> _PASSAGE TO READ_:
--
I have tables called Movie, Genre and Keyword, from which I have created a view called 'genkeyword'. The view 'genkeyword' has a lot of tuples, so it can be accessed at DB Fiddle.
The following query calculates the frequency of genres that the movies in genkeyword have in common with Harry Potter and the frequency of keywords that the movies in genkeyword have in common with Harry Potter. It then combines the results of the two queries using a full outer join.
SELECT
*
FROM
(
SELECT
title,
year,
count(distinct genre) as genre_freq
FROM
genkeyword
where
(
genre in (
select
genre
from
genkeyword
where
title = 'Harry Potter and the
Deathly Hallows'
)
)
AND title <> 'Harry Potter and the Deathly Hallows'
group by
title,
year
) a
FULL OUTER JOIN (
select
title,
year,
count(distinct keyword) as keyword_freq
FROM
genkeyword
where
keyword in (
select
keyword
from
genkeyword
where
title = 'Harry Potter and
the Deathly Hallows'
)
and title <> 'Harry Potter and the Deathly Hallows'
group by
title,
year
) b ON b.title = a.title;
The output of the above query is the following:
title | year | genre_freq | title | year | keyword_freq
Cinderella 2015 2 Cinderella 2015 2
Enchanted 2007 1 Enchanted 2007 3
How to train your dragon 2010 2 null null null
The Shape of Water 2017 2 The Shape of Water 2017 1
I know that for two result sets A and B, a full outer join outputs the rows that match in A and B, as well as the rows in A that don't have matching rows in B and the rows in B that don't have matching rows in A.
However, in the third row of the output (where the movie is 'How to train your dragon'), why are there null values for the title and year attribute? I know that the for the keyword_freq the value would be null because the movie does not have any keywords in common with Harry Potter, but wouldn't the title and year attributes have the values 'How to train your dragon' and 2010 respectively?
Any insights are appreciated.
--
> _DATASET EXTRACT_:
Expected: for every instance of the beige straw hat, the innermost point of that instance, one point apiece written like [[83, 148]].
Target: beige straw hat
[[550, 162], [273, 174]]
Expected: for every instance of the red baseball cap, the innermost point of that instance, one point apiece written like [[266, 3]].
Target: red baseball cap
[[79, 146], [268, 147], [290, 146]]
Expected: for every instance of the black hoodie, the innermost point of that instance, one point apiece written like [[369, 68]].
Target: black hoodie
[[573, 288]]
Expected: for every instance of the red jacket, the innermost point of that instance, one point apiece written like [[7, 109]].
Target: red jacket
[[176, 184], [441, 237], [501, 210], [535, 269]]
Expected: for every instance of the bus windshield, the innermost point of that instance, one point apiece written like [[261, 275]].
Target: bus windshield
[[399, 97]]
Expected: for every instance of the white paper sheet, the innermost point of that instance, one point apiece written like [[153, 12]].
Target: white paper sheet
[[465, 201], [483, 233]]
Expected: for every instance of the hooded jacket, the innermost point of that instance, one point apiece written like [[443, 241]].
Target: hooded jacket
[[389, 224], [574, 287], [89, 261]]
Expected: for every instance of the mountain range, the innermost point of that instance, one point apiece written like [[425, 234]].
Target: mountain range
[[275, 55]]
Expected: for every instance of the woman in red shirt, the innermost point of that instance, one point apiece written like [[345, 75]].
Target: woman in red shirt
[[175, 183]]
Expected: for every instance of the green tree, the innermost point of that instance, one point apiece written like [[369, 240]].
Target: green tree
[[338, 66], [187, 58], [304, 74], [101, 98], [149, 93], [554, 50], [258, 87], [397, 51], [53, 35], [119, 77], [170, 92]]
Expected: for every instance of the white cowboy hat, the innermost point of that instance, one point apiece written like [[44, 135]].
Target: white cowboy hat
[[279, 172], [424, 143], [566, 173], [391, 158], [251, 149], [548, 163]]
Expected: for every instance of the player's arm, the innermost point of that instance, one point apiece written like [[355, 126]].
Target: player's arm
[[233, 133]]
--
> _PROBLEM SET_:
1) For each statement, say whether it agrees with the forum post, answering yes or no and quoting the words that decide it. (a) The view genkeyword was built from tables named Movie, Genre and Keyword. (b) The results of the two queries are combined with an inner join. (c) The poster expects the title and year in the third row to be null.
2) Quote the forum post word for word, from "I have tables" up to and including "full outer join.".
The entries are separate material from the forum post.

> _RESULTS FOR THE EXERCISE_:
1)
(a) Yes: "I have tables called Movie, Genre and Keyword, from which I have created a view called 'genkeyword'."
(b) No: "It then combines the results of the two queries using a full outer join."
(c) No: "wouldn't the title and year attributes have the values 'How to train your dragon' and 2010 respectively?"

2)
I have tables called Movie, Genre and Keyword, from which I have created a view called 'genkeyword'. The view 'genkeyword' has a lot of tuples, so it can be accessed at DB Fiddle.
The following query calculates the frequency of genres that the movies in genkeyword have in common with Harry Potter and the frequency of keywords that the movies in genkeyword have in common with Harry Potter. It then combines the results of the two queries using a full outer join.